Rewrite every line of the entries below as a Markdown table with the columns "Row" and "Line," numbering the rows in order and omitting blank lines.

(Excerpts from a point labeling dataset)
++++++++++

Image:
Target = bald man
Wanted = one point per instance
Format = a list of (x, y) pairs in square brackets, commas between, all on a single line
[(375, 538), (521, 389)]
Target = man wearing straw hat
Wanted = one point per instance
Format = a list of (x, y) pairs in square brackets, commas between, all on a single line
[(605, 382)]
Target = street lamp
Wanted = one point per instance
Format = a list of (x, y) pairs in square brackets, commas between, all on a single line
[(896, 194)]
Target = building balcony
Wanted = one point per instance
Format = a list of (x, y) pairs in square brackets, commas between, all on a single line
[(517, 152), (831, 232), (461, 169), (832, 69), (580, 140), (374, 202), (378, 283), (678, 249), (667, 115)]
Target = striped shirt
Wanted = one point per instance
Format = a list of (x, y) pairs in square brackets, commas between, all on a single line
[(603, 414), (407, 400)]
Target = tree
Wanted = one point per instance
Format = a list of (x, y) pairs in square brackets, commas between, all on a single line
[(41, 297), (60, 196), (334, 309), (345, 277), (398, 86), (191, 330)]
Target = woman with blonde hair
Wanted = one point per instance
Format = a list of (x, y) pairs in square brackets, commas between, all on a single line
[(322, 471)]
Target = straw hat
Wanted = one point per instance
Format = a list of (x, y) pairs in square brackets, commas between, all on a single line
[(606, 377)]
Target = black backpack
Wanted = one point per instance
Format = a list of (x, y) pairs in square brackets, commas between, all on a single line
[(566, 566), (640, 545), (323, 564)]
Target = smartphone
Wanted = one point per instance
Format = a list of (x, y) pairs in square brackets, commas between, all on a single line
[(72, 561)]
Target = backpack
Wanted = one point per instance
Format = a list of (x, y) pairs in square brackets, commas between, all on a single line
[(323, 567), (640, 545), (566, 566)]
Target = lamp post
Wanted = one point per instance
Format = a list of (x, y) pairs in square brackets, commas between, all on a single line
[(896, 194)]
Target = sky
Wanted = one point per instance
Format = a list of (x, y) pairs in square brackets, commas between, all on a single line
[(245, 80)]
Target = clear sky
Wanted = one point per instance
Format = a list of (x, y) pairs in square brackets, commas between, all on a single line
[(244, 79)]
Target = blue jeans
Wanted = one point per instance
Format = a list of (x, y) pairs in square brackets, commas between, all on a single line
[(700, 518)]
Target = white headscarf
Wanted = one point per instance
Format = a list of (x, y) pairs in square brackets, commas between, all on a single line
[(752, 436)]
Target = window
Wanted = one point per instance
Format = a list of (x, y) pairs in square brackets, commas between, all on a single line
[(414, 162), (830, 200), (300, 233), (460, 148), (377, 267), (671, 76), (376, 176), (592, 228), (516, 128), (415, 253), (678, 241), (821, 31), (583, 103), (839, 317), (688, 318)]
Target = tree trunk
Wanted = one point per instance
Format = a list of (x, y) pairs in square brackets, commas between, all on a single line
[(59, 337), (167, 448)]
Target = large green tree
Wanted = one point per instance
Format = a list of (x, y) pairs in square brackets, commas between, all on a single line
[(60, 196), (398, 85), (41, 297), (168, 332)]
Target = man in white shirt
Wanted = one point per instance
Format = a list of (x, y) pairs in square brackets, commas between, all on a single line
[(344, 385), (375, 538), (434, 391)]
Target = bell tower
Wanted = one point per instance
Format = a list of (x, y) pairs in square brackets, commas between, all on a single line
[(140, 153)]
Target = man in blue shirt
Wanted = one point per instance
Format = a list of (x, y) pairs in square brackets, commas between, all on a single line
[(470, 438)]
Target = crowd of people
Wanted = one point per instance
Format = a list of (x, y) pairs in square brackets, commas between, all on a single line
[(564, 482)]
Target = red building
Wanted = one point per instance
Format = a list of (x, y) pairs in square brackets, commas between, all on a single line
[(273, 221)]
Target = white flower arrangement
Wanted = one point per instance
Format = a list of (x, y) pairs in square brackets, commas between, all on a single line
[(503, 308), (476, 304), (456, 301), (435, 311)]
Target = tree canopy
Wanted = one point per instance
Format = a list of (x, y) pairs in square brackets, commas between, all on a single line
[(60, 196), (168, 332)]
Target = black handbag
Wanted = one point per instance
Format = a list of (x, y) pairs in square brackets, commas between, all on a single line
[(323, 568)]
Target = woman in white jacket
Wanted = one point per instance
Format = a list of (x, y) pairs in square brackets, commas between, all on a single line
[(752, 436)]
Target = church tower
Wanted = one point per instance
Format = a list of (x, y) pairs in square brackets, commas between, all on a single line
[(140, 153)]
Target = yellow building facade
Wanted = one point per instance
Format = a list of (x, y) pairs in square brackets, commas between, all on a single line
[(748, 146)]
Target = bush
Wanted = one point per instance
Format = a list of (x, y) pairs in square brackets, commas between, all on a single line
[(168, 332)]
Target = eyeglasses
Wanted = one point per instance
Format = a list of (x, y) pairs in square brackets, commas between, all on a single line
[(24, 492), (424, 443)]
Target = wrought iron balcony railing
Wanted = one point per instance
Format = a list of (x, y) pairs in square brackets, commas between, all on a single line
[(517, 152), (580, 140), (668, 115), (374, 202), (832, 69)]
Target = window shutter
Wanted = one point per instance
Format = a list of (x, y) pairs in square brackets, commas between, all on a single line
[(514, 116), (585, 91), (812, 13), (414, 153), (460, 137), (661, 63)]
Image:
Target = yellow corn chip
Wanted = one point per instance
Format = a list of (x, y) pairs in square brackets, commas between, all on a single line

++++++++++

Response —
| Row | Line |
|---|---|
| 1 | Image: |
| 2 | Target = bald man |
| 3 | Wanted = one point per instance |
| 4 | Format = a list of (x, y) pairs in square brackets, commas between, all on a single line |
| 5 | [(375, 538), (521, 389)] |
| 6 | Target = man wearing straw hat |
| 7 | Wanted = one point per instance |
| 8 | Format = a list of (x, y) pairs in square brackets, commas between, all on a single line |
| 9 | [(605, 382)] |
| 10 | Target = street lamp |
| 11 | Wanted = one point per instance |
| 12 | Format = a list of (x, y) pairs in square brackets, commas between, all on a single line |
| 13 | [(896, 194)] |
| 14 | Target = building balcony |
| 15 | Wanted = one point per instance |
| 16 | Format = a list of (x, y) pairs in square brackets, commas between, all on a single line |
| 17 | [(517, 152), (831, 232), (461, 169), (832, 69), (580, 140), (374, 202), (378, 283), (678, 249), (667, 115)] |
| 18 | Target = striped shirt |
| 19 | Wanted = one point per instance |
| 20 | Format = a list of (x, y) pairs in square brackets, commas between, all on a single line |
| 21 | [(603, 414), (407, 400)] |
| 22 | Target = tree |
| 23 | Wanted = one point per instance |
| 24 | Format = a list of (x, y) pairs in square brackets, commas between, all on a single line |
| 25 | [(41, 297), (60, 196), (334, 309), (345, 277), (398, 86), (191, 330)] |
| 26 | Target = woman with blonde hair |
| 27 | Wanted = one point per instance |
| 28 | Format = a list of (x, y) pairs in square brackets, commas between, all on a single line |
| 29 | [(322, 471)] |
| 30 | Target = straw hat |
| 31 | Wanted = one point per instance |
| 32 | Format = a list of (x, y) pairs in square brackets, commas between, all on a single line |
| 33 | [(606, 377)] |
| 34 | Target = black backpack |
| 35 | Wanted = one point per instance |
| 36 | Format = a list of (x, y) pairs in square brackets, commas between, all on a single line |
| 37 | [(566, 566), (640, 545), (323, 564)] |
| 38 | Target = smartphone |
| 39 | Wanted = one point per instance |
| 40 | Format = a list of (x, y) pairs in square brackets, commas between, all on a single line |
| 41 | [(72, 561)] |
| 42 | Target = backpack |
| 43 | Wanted = one point per instance |
| 44 | Format = a list of (x, y) pairs in square brackets, commas between, all on a single line |
| 45 | [(323, 567), (640, 545), (566, 566)] |
| 46 | Target = lamp post |
| 47 | Wanted = one point per instance |
| 48 | Format = a list of (x, y) pairs in square brackets, commas between, all on a single line |
| 49 | [(896, 194)] |
| 50 | Target = sky |
| 51 | Wanted = one point per instance |
| 52 | Format = a list of (x, y) pairs in square brackets, commas between, all on a single line |
| 53 | [(245, 80)] |
| 54 | Target = clear sky |
| 55 | Wanted = one point per instance |
| 56 | Format = a list of (x, y) pairs in square brackets, commas between, all on a single line |
| 57 | [(244, 79)] |
| 58 | Target = blue jeans |
| 59 | Wanted = one point per instance |
| 60 | Format = a list of (x, y) pairs in square brackets, commas between, all on a single line |
| 61 | [(700, 518)] |
| 62 | Target = white headscarf |
| 63 | Wanted = one point per instance |
| 64 | Format = a list of (x, y) pairs in square brackets, commas between, all on a single line |
| 65 | [(752, 436)] |
| 66 | Target = window |
| 67 | Wanted = one point per instance |
| 68 | Format = a list of (x, y) pairs in square brackets, commas between, all on a single line |
| 69 | [(414, 162), (830, 200), (300, 233), (460, 148), (377, 267), (671, 76), (376, 176), (592, 228), (516, 128), (415, 253), (678, 241), (821, 31), (583, 103), (839, 317), (688, 318)] |
| 70 | Target = tree trunk |
| 71 | Wanted = one point per instance |
| 72 | Format = a list of (x, y) pairs in square brackets, commas between, all on a single line |
| 73 | [(59, 337), (167, 448)] |
| 74 | Target = large green tree |
| 75 | Wanted = one point per instance |
| 76 | Format = a list of (x, y) pairs in square brackets, commas between, all on a single line |
| 77 | [(60, 196), (398, 85), (41, 297), (168, 332)] |
| 78 | Target = man in white shirt |
| 79 | Wanted = one point per instance |
| 80 | Format = a list of (x, y) pairs in square brackets, commas between, all on a single line |
| 81 | [(344, 385), (375, 538), (434, 391)] |
| 82 | Target = bell tower |
| 83 | Wanted = one point per instance |
| 84 | Format = a list of (x, y) pairs in square brackets, commas between, all on a single line |
| 85 | [(140, 153)] |
| 86 | Target = man in blue shirt |
| 87 | Wanted = one point per instance |
| 88 | Format = a list of (x, y) pairs in square brackets, commas between, all on a single line |
| 89 | [(470, 438)] |
| 90 | Target = crowd of people |
| 91 | Wanted = one point per instance |
| 92 | Format = a list of (x, y) pairs in square brackets, commas between, all on a single line |
| 93 | [(564, 482)] |
| 94 | Target = red building |
| 95 | Wanted = one point per instance |
| 96 | Format = a list of (x, y) pairs in square brackets, commas between, all on a single line |
| 97 | [(273, 221)] |
| 98 | Target = white flower arrangement |
| 99 | Wanted = one point per instance |
| 100 | Format = a list of (x, y) pairs in square brackets, commas between, all on a single line |
| 101 | [(503, 308), (476, 304), (456, 301), (435, 311)] |
| 102 | Target = tree canopy |
| 103 | Wanted = one point per instance |
| 104 | Format = a list of (x, y) pairs in square brackets, commas between, all on a single line |
| 105 | [(60, 196), (168, 332)] |
| 106 | Target = black handbag |
| 107 | Wanted = one point per instance |
| 108 | Format = a list of (x, y) pairs in square brackets, commas between, all on a single line |
| 109 | [(323, 568)] |
| 110 | Target = woman in white jacket |
| 111 | Wanted = one point per instance |
| 112 | Format = a list of (x, y) pairs in square brackets, commas between, all on a single line |
| 113 | [(752, 436)] |
| 114 | Target = church tower |
| 115 | Wanted = one point per instance |
| 116 | Format = a list of (x, y) pairs in square brackets, commas between, all on a single line |
| 117 | [(140, 153)] |
| 118 | Target = yellow building facade |
| 119 | Wanted = one point per instance |
| 120 | Format = a list of (x, y) pairs in square brackets, commas between, all on a single line |
| 121 | [(748, 146)] |
| 122 | Target = bush |
| 123 | Wanted = one point per instance |
| 124 | Format = a list of (x, y) pairs in square brackets, commas between, all on a single line |
| 125 | [(168, 332)] |
| 126 | Target = eyeglasses |
| 127 | Wanted = one point per instance |
| 128 | Format = a list of (x, y) pairs in square brackets, commas between, all on a single line |
| 129 | [(24, 492), (424, 443)] |
| 130 | Target = wrought iron balcony railing |
| 131 | Wanted = one point per instance |
| 132 | Format = a list of (x, y) pairs in square brackets, commas between, all on a single line |
| 133 | [(517, 152), (580, 140), (668, 115), (374, 202), (832, 69)] |
| 134 | Target = window shutter |
| 135 | Wanted = one point per instance |
| 136 | Format = a list of (x, y) pairs in square brackets, commas between, all on a single line |
| 137 | [(514, 116), (585, 91), (812, 13), (414, 153), (460, 137), (661, 63)] |
| 138 | Image: |
| 139 | Target = yellow corn chip |
| 140 | Wanted = one point per instance |
| 141 | Format = a list of (x, y) pairs in square brackets, commas between, all on a single line |